**INSTRUCTION**: Extract every record, exactly as written, and ignore the pictures.

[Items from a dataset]
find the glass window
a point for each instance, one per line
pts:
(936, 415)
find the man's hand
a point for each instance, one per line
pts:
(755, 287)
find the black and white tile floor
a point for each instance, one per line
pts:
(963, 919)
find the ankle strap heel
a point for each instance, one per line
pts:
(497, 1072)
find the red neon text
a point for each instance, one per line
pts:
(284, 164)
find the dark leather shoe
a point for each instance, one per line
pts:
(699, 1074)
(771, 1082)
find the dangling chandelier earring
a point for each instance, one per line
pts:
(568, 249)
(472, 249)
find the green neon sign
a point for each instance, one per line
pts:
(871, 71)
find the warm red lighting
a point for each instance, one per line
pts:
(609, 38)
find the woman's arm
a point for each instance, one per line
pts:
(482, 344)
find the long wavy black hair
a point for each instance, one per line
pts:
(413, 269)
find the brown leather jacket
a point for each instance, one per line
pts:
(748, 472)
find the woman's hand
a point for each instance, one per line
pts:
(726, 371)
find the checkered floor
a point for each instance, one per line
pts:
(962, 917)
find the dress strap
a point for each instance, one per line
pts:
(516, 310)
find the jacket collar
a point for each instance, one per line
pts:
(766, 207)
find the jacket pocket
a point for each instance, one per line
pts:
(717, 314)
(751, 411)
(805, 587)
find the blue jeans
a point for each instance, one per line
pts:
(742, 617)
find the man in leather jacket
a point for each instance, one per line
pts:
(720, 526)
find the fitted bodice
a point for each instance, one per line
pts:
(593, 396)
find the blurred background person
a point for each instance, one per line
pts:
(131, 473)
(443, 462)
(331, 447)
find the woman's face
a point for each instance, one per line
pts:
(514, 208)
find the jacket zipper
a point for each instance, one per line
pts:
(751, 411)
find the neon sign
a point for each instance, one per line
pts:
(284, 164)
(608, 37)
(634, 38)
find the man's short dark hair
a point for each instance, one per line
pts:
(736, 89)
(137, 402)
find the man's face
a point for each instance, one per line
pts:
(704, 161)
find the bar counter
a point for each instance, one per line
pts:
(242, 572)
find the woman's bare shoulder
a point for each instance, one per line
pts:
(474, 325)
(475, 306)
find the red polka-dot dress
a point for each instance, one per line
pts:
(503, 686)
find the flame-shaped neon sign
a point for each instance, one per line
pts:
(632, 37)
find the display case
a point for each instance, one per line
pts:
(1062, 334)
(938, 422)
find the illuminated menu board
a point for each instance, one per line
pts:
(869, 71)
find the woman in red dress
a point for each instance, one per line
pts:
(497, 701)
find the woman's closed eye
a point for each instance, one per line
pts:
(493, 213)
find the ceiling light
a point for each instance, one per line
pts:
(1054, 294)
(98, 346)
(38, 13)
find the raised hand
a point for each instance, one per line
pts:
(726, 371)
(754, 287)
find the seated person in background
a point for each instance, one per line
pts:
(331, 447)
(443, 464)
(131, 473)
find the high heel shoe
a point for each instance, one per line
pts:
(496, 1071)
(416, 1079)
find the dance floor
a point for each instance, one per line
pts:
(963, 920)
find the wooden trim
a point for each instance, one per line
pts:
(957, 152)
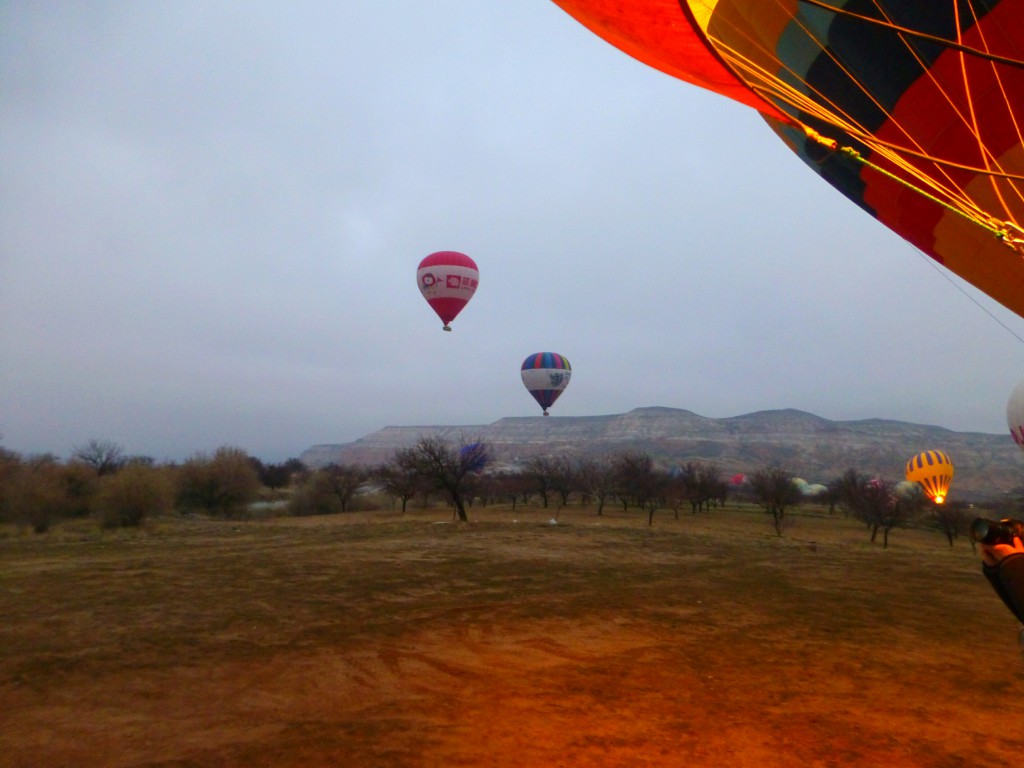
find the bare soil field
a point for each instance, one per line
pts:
(381, 639)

**COMPLETE RESPONSE**:
find the glass window
a point for each instance, one per line
pts:
(936, 415)
find the man's hand
a point for each instance, one per line
pts:
(755, 287)
find the black and white tile floor
a point for each instance, one per line
pts:
(963, 919)
find the ankle strap heel
a point for each instance, one per line
pts:
(497, 1072)
find the red neon text
a point for each instance, one per line
pts:
(284, 164)
find the dark leather shoe
a point for each instance, one per line
pts:
(699, 1074)
(771, 1082)
find the dangling chandelier earring
a point for each instance, one per line
pts:
(568, 249)
(472, 249)
find the green neon sign
a point for each instance, one per line
pts:
(871, 71)
find the warm red lighting
a point for each instance, one per line
pts:
(609, 38)
find the woman's arm
a point for each instance, one per line
pts:
(482, 344)
find the long wavy black hair
a point for each instance, one per line
pts:
(413, 269)
find the brown leather jacket
a point for each instance, one per line
pts:
(748, 472)
find the woman's hand
a point for each instance, one per line
pts:
(726, 371)
find the checkered floor
a point for each instance, one per line
pts:
(962, 917)
find the dress strap
a point for each instance, one per line
pts:
(516, 310)
find the jacket collar
a point for each instance, one per line
pts:
(766, 207)
find the jacket pocket
a point for each instance, one per line
pts:
(717, 314)
(751, 411)
(805, 587)
find the blue jeans
a point for each instance, one per line
pts:
(742, 617)
find the man in leather jacket
a point for each instance, one per line
pts:
(720, 526)
find the fitted bodice
a point for each instance, one per line
pts:
(593, 396)
find the blurred background person
a point for each instance, one per line
pts:
(131, 473)
(443, 462)
(331, 447)
find the woman's face
a point for each instance, one per line
pts:
(514, 208)
find the jacket zipper
a point for each instance, one per line
pts:
(751, 411)
find the neon sign
a point for each instance, one per line
pts:
(284, 164)
(608, 37)
(634, 38)
find the man's short dark hair
a point for each instance, one per line
pts:
(736, 89)
(137, 402)
find the man's face
a point for each instance, one per line
pts:
(704, 161)
find the bar counter
a point for each instance, one per line
pts:
(242, 572)
find the woman's bare shoulder
a point for each instance, one per line
pts:
(474, 325)
(475, 306)
find the red polka-dot dress
a point for each instance, one per line
pts:
(503, 686)
find the flame-shaped neon sign
a point for each instance, one per line
pts:
(632, 37)
find the display case
a point for each instance, one per line
pts:
(1062, 334)
(938, 422)
find the illuminated menu board
a point for each instance, one per line
pts:
(869, 71)
find the woman in red dress
a point for each instance, one per line
pts:
(497, 701)
find the woman's closed eye
a point for each instance, one per line
pts:
(493, 213)
find the ceiling light
a point for each instance, one per line
pts:
(1054, 294)
(98, 346)
(38, 13)
find the raised hand
a point for each instance, one per line
pts:
(726, 371)
(754, 287)
find the seated person in background
a point for each instance, one per line
pts:
(331, 447)
(443, 464)
(131, 473)
find the high heel shoe
a point for each instance, one per line
pts:
(496, 1071)
(416, 1079)
find the dance floor
a point for each instance, one per line
pts:
(963, 920)
find the wooden trim
a point for each instance, one per line
pts:
(957, 152)
find the bare soil field
a point for each instance, one per line
pts:
(381, 639)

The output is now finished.